EXERCISE GOAL:
Count the lines in the rows below that contain the string "leaf". Reply with the number only.

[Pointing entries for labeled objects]
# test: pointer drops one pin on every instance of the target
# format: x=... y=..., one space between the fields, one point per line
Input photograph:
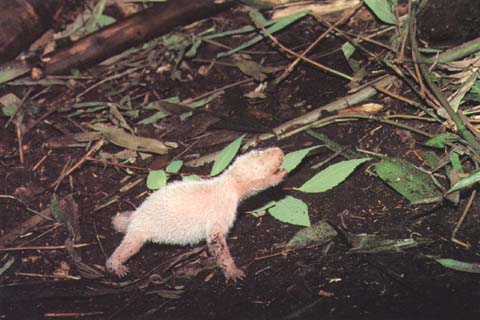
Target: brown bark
x=132 y=31
x=21 y=23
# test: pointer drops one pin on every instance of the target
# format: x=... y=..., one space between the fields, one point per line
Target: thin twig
x=80 y=245
x=293 y=53
x=7 y=196
x=302 y=55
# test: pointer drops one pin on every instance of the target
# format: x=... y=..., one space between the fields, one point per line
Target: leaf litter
x=124 y=79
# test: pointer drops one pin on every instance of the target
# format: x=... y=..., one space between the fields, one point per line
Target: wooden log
x=21 y=23
x=132 y=31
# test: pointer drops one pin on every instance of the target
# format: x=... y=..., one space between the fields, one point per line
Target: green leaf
x=156 y=179
x=103 y=20
x=459 y=265
x=441 y=140
x=318 y=234
x=412 y=183
x=291 y=210
x=348 y=49
x=367 y=243
x=226 y=156
x=331 y=176
x=473 y=178
x=293 y=159
x=430 y=157
x=383 y=10
x=456 y=162
x=174 y=166
x=9 y=104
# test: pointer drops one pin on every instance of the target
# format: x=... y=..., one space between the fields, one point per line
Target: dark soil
x=313 y=283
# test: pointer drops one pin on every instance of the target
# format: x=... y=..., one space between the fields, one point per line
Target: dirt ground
x=173 y=282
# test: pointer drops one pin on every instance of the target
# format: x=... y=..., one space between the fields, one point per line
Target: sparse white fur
x=189 y=212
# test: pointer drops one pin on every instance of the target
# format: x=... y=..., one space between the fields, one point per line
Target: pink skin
x=189 y=212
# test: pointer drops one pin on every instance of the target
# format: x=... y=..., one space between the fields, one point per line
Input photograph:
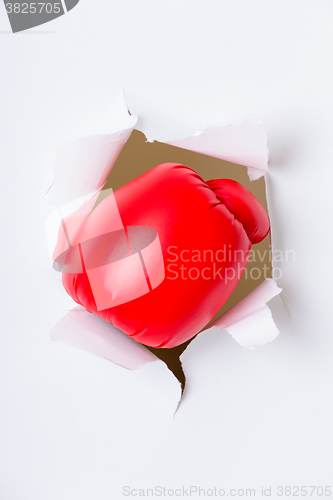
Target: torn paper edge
x=92 y=334
x=83 y=165
x=250 y=321
x=243 y=143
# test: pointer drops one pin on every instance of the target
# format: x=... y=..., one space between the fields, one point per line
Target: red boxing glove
x=205 y=230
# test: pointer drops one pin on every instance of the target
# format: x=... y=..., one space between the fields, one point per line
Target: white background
x=76 y=427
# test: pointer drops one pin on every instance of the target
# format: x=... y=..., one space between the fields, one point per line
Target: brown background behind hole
x=139 y=156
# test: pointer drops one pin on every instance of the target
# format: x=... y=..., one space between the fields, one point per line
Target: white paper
x=250 y=321
x=243 y=143
x=90 y=333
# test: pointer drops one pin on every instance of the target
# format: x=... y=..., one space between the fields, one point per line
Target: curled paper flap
x=83 y=165
x=92 y=334
x=250 y=321
x=244 y=144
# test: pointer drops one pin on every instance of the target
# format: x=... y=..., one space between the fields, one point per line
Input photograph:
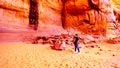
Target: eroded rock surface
x=88 y=16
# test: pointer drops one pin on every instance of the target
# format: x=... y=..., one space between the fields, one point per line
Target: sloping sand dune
x=24 y=55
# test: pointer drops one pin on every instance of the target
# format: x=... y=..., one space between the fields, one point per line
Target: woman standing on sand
x=75 y=41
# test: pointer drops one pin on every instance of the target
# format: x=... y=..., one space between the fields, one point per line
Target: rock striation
x=97 y=17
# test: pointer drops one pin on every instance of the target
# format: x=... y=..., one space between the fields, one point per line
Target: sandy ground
x=25 y=55
x=15 y=53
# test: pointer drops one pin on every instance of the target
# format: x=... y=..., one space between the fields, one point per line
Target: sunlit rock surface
x=88 y=16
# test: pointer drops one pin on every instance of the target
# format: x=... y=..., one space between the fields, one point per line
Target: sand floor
x=25 y=55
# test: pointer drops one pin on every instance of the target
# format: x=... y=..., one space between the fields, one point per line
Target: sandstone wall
x=88 y=16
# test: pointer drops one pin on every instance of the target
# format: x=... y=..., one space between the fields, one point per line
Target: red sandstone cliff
x=88 y=16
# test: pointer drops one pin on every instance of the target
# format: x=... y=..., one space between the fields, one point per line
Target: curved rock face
x=88 y=16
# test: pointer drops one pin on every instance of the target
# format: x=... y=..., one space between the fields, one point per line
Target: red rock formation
x=88 y=16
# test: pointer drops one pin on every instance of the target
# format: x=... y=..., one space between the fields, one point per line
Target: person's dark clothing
x=76 y=43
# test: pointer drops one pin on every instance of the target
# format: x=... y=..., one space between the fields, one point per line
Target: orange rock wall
x=89 y=16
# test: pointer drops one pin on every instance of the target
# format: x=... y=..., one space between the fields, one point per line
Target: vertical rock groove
x=33 y=14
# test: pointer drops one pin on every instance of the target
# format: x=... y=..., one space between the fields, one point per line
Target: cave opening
x=33 y=14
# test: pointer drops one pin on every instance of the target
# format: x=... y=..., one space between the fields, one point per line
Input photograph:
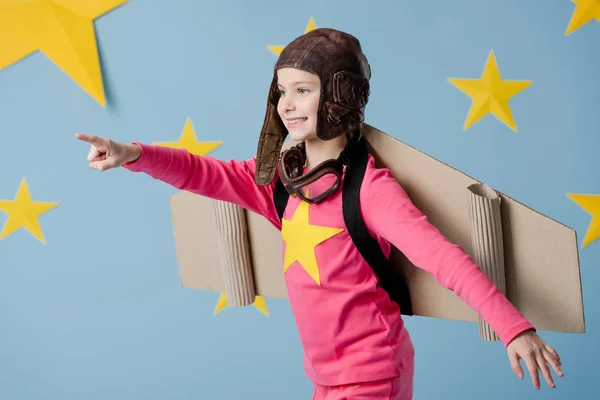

FINISHED TASK:
2